Task statement -> Rewrite the data starting at the line that contains "the white sofa" and stopping after the line that contains "310,144,451,175". Replace "grasping planner" with "manipulation planner" and change nothing else.

Given entries ->
===

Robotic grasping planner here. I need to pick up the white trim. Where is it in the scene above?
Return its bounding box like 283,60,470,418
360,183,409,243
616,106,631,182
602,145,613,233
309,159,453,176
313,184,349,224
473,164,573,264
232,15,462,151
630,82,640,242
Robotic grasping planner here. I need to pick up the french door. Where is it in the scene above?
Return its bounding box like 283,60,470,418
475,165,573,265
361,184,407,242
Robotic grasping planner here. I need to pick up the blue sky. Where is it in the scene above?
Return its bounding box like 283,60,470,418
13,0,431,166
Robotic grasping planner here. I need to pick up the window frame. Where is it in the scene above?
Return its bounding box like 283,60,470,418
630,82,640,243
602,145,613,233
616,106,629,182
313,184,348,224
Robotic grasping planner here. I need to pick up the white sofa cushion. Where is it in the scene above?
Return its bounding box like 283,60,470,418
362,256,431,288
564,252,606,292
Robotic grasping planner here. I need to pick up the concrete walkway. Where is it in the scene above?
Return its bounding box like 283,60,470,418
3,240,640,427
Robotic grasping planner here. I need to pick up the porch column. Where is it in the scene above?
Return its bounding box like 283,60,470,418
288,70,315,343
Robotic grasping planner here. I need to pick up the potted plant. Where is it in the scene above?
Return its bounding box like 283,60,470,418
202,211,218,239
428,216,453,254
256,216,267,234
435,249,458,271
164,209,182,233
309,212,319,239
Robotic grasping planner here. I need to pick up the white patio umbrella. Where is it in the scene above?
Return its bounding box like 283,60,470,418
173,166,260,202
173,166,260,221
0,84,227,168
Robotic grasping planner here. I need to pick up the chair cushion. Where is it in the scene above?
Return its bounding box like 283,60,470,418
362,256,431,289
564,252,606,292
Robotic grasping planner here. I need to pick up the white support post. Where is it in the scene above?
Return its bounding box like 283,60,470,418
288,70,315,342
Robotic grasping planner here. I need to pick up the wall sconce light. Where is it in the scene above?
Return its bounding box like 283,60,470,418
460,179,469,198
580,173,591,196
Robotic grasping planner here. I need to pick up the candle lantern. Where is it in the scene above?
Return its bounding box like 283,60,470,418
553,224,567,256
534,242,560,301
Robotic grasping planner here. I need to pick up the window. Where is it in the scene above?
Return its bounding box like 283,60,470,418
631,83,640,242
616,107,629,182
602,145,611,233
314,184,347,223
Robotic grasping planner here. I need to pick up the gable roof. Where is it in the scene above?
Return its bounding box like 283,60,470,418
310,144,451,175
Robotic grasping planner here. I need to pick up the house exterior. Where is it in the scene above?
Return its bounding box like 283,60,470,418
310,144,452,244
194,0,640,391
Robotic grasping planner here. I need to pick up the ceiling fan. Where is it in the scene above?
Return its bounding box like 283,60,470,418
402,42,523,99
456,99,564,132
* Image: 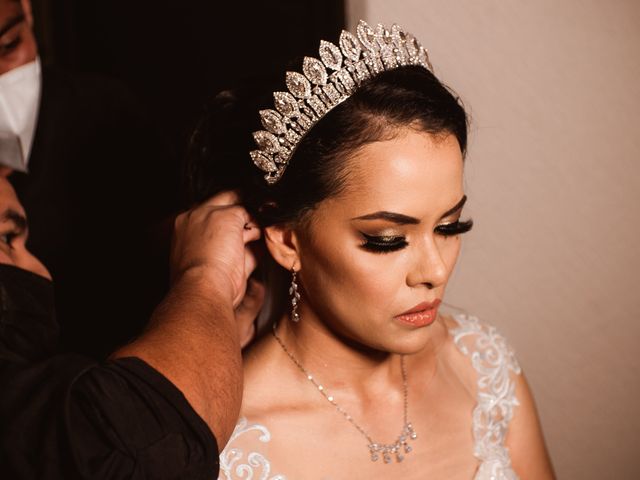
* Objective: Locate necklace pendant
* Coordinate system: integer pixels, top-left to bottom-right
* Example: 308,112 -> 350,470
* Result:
368,423 -> 418,464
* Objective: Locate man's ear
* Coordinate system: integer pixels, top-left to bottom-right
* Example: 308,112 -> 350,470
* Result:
264,225 -> 300,270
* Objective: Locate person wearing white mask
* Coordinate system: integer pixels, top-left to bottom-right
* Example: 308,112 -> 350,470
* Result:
0,0 -> 177,359
0,0 -> 41,171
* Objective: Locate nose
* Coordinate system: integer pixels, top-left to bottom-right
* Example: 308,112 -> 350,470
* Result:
13,244 -> 51,280
407,236 -> 449,289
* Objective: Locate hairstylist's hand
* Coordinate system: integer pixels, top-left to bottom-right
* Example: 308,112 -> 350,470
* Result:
171,192 -> 262,308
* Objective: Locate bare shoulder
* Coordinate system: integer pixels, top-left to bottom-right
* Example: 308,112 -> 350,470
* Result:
506,373 -> 555,480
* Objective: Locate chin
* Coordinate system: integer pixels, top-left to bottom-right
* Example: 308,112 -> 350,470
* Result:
363,322 -> 439,355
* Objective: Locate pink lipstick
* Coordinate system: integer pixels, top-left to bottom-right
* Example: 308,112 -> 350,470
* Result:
394,298 -> 441,327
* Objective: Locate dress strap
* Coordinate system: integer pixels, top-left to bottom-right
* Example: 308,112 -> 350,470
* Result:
451,314 -> 521,480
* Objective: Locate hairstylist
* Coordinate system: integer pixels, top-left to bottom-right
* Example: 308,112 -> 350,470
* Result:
0,176 -> 263,480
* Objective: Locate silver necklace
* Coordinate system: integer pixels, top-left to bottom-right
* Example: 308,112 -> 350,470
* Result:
273,324 -> 418,463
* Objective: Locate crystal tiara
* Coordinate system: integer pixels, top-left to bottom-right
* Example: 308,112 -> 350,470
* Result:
250,20 -> 432,184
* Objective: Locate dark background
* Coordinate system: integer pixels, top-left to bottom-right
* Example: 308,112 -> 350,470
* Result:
32,0 -> 345,197
23,0 -> 345,358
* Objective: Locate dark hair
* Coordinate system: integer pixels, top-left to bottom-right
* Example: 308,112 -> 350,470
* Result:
185,66 -> 467,227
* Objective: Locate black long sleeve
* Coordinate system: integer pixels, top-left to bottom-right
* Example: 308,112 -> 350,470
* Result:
0,265 -> 218,480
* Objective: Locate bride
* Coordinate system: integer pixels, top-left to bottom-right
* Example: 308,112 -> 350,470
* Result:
189,22 -> 553,480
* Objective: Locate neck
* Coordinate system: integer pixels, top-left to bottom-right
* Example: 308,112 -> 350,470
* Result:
274,311 -> 446,395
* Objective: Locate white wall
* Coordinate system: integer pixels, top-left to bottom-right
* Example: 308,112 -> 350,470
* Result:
348,0 -> 640,480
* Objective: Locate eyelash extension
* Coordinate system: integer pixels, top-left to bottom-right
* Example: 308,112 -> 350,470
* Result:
435,219 -> 473,237
362,233 -> 409,253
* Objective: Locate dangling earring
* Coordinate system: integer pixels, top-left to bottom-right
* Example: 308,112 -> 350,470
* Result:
289,268 -> 300,322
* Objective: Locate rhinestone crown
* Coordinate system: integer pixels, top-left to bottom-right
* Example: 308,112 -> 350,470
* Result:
250,20 -> 432,184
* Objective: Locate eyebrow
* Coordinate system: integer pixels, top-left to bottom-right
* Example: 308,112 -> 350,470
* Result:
351,195 -> 467,225
0,13 -> 24,37
0,209 -> 28,234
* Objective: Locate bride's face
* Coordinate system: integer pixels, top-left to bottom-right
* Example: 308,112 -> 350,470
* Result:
296,128 -> 465,353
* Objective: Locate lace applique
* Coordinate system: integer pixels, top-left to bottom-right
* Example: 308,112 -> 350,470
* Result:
451,314 -> 521,480
219,314 -> 521,480
218,417 -> 286,480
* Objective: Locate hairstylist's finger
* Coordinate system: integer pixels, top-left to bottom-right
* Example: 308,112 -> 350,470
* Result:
203,190 -> 240,207
244,247 -> 258,279
235,279 -> 265,347
242,221 -> 261,243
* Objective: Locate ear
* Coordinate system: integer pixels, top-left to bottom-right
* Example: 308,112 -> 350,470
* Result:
264,225 -> 300,270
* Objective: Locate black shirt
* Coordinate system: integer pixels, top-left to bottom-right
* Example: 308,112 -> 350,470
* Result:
0,265 -> 218,480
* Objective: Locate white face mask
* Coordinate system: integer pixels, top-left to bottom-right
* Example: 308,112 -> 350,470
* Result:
0,59 -> 41,172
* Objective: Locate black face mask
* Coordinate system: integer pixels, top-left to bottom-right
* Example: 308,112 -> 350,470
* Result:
0,265 -> 58,361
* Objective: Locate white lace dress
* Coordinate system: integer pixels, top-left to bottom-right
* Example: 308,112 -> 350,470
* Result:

===

Result for this exercise ->
Robotic manipulation planner here. I need to pick up the white sofa cushion. Where is it in the scene above?
Return its bounding box like 283,60,470,418
362,256,431,288
564,252,606,292
Robotic manipulation planner here. I need to pick up the concrete walkway. Where is it in the scene above?
Return its bounding box like 283,60,470,418
3,240,640,427
Robotic manipulation planner here. I need to pick up the porch column. Where is it in the scene above?
Return its bounding box like 283,60,470,418
288,70,315,343
Robotic manipulation planner here. I need to pick up the potted plant. Where is it in the scene above?
Return its bounding box like 283,60,470,418
202,211,218,239
428,216,453,254
256,216,267,234
435,249,458,271
164,209,182,233
309,212,319,239
Robotic manipulation planner here. I need to pick up the white patio umbrella. Where is it in the scene above?
Return its bounding box like 283,60,470,418
173,166,260,202
173,166,260,221
0,84,227,168
Robotic manipulation planner here. I need to pick up the chair cushion. Where is it in the scene above?
Return its bounding box like 283,60,470,418
362,256,431,289
564,252,606,292
Robotic manipulation planner here. I need to pick up the white support post. Where is it in the scene above?
Return its bounding box like 283,60,470,418
288,70,315,342
Robotic manipulation planner here. I need to pick up the wall sconce light. Where is it in the scene above?
Return its bounding box like 283,60,470,418
460,179,469,198
580,173,591,196
Robotic manipulation planner here. I need to pick up the candle lantern. Where is it in the scene above?
Return its bounding box like 283,60,470,418
553,224,567,256
534,242,560,301
Robotic manipulation planner here. I need to pick up the window. Where is it in the scene above?
Return its bounding box like 283,60,470,418
631,83,640,242
616,107,629,182
602,145,611,233
314,184,347,223
Robotic manipulation planner here. I need to pick up the gable roof. Where is it in the scene above?
Return its bounding box like 283,60,470,418
310,144,451,175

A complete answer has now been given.